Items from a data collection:
........

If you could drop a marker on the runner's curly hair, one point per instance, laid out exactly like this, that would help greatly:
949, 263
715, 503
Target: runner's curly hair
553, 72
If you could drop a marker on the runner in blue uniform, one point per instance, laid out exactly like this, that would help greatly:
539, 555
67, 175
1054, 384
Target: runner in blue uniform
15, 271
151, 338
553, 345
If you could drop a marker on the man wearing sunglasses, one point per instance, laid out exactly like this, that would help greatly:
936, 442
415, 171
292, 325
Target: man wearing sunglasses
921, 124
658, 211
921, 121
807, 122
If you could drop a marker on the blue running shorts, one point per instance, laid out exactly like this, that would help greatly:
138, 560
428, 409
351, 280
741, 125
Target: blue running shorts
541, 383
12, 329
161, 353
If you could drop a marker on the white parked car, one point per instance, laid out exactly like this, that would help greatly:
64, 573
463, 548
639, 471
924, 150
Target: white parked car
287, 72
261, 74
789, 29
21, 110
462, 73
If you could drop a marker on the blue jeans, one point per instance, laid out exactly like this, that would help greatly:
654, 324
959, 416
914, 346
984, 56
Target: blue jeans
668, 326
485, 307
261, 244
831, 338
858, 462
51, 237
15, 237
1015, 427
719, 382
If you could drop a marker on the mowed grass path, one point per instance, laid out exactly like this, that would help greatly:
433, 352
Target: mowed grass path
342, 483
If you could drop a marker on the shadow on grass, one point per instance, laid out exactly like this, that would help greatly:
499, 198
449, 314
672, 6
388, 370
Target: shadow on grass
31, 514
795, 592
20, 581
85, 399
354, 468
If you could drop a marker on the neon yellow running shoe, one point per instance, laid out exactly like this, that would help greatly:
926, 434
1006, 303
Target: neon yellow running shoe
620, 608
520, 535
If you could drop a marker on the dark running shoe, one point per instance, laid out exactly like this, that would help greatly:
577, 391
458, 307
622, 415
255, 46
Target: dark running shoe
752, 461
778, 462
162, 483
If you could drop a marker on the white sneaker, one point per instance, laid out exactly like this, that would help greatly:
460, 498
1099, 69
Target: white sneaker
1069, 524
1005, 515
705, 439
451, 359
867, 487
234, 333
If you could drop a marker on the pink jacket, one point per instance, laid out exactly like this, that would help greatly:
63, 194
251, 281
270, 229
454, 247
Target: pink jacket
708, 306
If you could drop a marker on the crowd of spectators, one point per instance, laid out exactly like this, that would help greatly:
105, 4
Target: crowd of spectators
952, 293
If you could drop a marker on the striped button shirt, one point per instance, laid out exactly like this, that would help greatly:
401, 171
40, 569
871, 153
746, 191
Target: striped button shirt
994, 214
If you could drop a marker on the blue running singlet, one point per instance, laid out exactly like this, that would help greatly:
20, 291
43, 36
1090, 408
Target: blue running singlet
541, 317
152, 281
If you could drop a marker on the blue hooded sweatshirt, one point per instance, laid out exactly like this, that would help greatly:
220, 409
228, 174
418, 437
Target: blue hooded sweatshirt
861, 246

........

## Given exercise
Update the items above by replacing every occurrence of "drop a marker" with "place a marker". Leave everything else unchanged.

## Task response
If you could place a marker on the runner's curly hair, one point per instance, laid out exactly like this, that would help greatly:
949, 263
715, 503
Target: runner's curly hair
553, 72
If you could place a marker on the runner in blue uniform, one point per instance, laid out exactly like this, that would help greatly:
539, 555
67, 175
1054, 384
Target: runner in blue uniform
15, 271
151, 338
553, 345
If you could place a marker on the man wearing sunglasses, one point per instance, laid out exactly like this, that would help greatly:
936, 442
415, 171
292, 325
Target: man wearing sunglasses
921, 124
658, 211
921, 121
807, 122
If you could place a marker on the blue running shorts, one point per instance, laid out exactly like this, that would help greatly:
138, 560
428, 409
351, 280
741, 125
Target: blue running shorts
541, 383
12, 329
161, 353
If you could place a marker on the white parked car, one point per instance, laid out exactly like this, that would help greatly:
64, 573
463, 548
639, 471
924, 150
Target: white parked car
287, 72
261, 74
789, 29
21, 110
462, 73
If you could place a marker on the blue jeans, one point per instance, laid out exactly like this, that would help greatly:
654, 324
959, 416
914, 346
984, 56
Target: blue jeans
668, 326
485, 307
261, 244
831, 338
858, 462
51, 237
15, 237
1015, 427
719, 382
If you could place a marker on the mowed grass path, one point per instance, laid out exactly like this, that would help greatly:
433, 352
Target: mowed grass path
342, 483
If you could place a marker on the shadow on grass, one point per instance, laid out exactly like this, that would help greatly:
499, 198
449, 314
672, 6
388, 370
Target: shadow on grass
31, 514
795, 592
20, 581
85, 399
354, 468
If you could place a marker on the neon yellow running shoe, one point per instance, laid out exactly like this, that would help greatly:
926, 434
1006, 303
Target: neon yellow running shoe
620, 608
520, 535
If you could place a marker on the dark running shoe, one point per instance, laid out exactly like this, that would help greatly:
577, 391
458, 307
622, 415
255, 46
Target: dark running shoe
752, 461
778, 462
162, 483
If you could place a marker on the white sneaker, one point per instance, laid out exactly like this, that would help greatly:
460, 498
1099, 69
Target: white sneaker
1069, 524
1005, 515
705, 439
451, 359
867, 487
234, 333
If you could place a marker on the pink jacket, one point per instance, laid out exactly like this, that would help greatly:
63, 194
251, 281
270, 229
454, 247
Target: pink jacket
708, 306
If you could place a marker on the crowd of spectators, one point per instance, laid out exactly like this, that would help greatly:
105, 4
Target: crowd of spectators
952, 293
If you could place a marker on the striped button shirt, one point per instance, laid out exactly like this, that would help greatly:
401, 171
40, 569
871, 153
746, 191
Target: striped button shirt
994, 214
If you could place a marker on the blue running singlet, one point per instance, laid out exactly like this, that would help greatly:
20, 291
43, 36
1090, 408
Target: blue running singlet
541, 317
152, 281
If you could place a marker on the blue hooded sweatshirt, one point per instance, laid out exactly like this, that would help greatly:
220, 409
228, 174
418, 437
Target: blue hooded sweatshirt
861, 246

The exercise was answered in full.